Step 1 -- Requirements

• Functional: what it does (user stories or capabilities)
• Non-functional: scale (RPS), latency (P50/P99), availability (SLA), cost
• Constraints: team size, timeline, tech stack, compliance

Step 2 -- High-Level Design

• Component diagram: services, stores, queues, clients
• Data flow: input to output paths
• API contracts: interfaces between components
• Storage choices: data store per data type with rationale

Step 3 -- Deep Dive (focus on the hardest parts)

• Data model: entities, relationships, indexes
• API design: endpoints, shapes, pagination
• Caching: what, where, TTL, invalidation
• Queue/event design: topics, consumers, delivery guarantees
• Error handling: retry, dead-letter, circuit breakers

Step 4 -- Scale and Reliability

• Load estimation: peak RPS, data volume, storage growth
• Bottlenecks: where it breaks first
• Horizontal scaling: which components
• Failover: per-component failure plan
• Monitoring: health metrics

Step 5 -- Rollout and Migration (MANDATORY)

• Migration plan: current state to new design
• Backward compatibility: what breaks, dual-write periods
• Rollout strategy: big bang / gradual / canary with rationale
• Rollback plan: data safety, API compatibility
• Timeline: phases with go/no-go criteria

Step 6 -- Trade-offs and Open Questions

• Make every design trade-off explicit
• List assumptions that could change the design
• Identify what to revisit at 10x scale

Output -- Design Document

# [System Name] -- Design Document

**Status:** Draft | Review | Approved | **Date:** [YYYY-MM-DD]
**Author(s):** [Names] | **Related ADRs:** [links]

## Summary
[2-3 sentences]

## Requirements
- **Functional:** [capabilities]
- **Non-functional:** Scale [RPS], Latency [P50/P99], Availability [SLA]
- **Constraints:** [timeline, team, stack, compliance]

## High-Level Design
[ASCII diagram + data flow]

## Data Model
[Key entities, relationships, indexes]

## API Design
[Key endpoints with request/response shapes]

## Rollout and Migration
[Step-by-step or "Greenfield"]

## Trade-offs
| Decision | Chose | Alternative | Why |

## Open Questions and Scale Triggers

Save to: docs/design/[slug].md

Adversarial Review on Output (MANDATORY — do NOT skip)

After generating the architecture output (review report, ADR, or design document), run cross-model validation.

adversarial-review --mode audit --files "[output file path]"

If adversarial-review is not in PATH: ~/.claude/plugins/cache/zuvo-marketplace/zuvo/*/scripts/adversarial-review.sh

Wait for complete output. Then:

• CRITICAL (unsupported claims, missing evidence, contradictions) → fix in output before delivery
• WARNING (vague rationale, missing alternatives) → append to open questions section
• INFO → ignore

Completion

After completing any mode, print the completion block:

ARCHITECTURE COMPLETE
-----
Mode:   [review | adr | design]
Run: <ISO-8601-Z>	architecture	<project>	-	-	<VERDICT>	-	<DURATION>	<NOTES>	<BRANCH>	<SHA7>	<INCLUDES>	<TIER>
-----

Retrospective (REQUIRED)

(Collected data entries)
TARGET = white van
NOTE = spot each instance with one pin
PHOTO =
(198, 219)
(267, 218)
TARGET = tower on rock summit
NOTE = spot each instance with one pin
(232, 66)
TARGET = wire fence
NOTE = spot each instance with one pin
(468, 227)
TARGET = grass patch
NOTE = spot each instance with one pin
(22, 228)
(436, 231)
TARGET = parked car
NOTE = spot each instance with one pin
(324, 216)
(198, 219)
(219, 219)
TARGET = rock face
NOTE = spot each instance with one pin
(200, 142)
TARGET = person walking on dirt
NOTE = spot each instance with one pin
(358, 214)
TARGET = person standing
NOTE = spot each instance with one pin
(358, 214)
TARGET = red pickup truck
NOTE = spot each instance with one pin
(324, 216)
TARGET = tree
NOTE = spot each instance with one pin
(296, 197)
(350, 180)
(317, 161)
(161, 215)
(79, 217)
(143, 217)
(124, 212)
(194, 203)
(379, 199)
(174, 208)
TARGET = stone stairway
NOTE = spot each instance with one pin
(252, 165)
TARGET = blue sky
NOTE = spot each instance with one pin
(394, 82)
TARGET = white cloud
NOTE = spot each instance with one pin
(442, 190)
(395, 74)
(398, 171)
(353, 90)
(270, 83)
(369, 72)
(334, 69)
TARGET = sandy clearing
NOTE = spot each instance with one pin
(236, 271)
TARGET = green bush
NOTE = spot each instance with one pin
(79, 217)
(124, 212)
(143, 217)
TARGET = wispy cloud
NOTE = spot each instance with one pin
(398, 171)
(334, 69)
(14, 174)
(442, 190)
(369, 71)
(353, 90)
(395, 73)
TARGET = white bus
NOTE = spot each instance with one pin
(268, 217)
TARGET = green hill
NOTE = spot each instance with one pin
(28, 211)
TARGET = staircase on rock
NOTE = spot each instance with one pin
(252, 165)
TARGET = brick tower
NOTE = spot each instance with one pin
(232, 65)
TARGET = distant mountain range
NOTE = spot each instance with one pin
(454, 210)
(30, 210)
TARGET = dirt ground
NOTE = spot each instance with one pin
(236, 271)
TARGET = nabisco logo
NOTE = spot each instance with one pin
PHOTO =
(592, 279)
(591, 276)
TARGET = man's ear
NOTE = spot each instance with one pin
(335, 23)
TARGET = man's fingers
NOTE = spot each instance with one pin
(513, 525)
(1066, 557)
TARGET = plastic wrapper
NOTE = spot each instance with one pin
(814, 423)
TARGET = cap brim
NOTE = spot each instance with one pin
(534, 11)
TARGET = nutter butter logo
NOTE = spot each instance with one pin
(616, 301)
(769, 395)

#### TASK DIRECTIONS:
Please answer these questions about the system design procedure in the text.
(a) Which three rollout strategies does Step 5 list?
(b) Where is the design document saved?
(c) What is done with a WARNING finding from the adversarial review?

#### TASK ANSWER:
(a) Big bang, gradual, and canary.
(b) To docs/design/[slug].md.
(c) It is appended to the open questions section.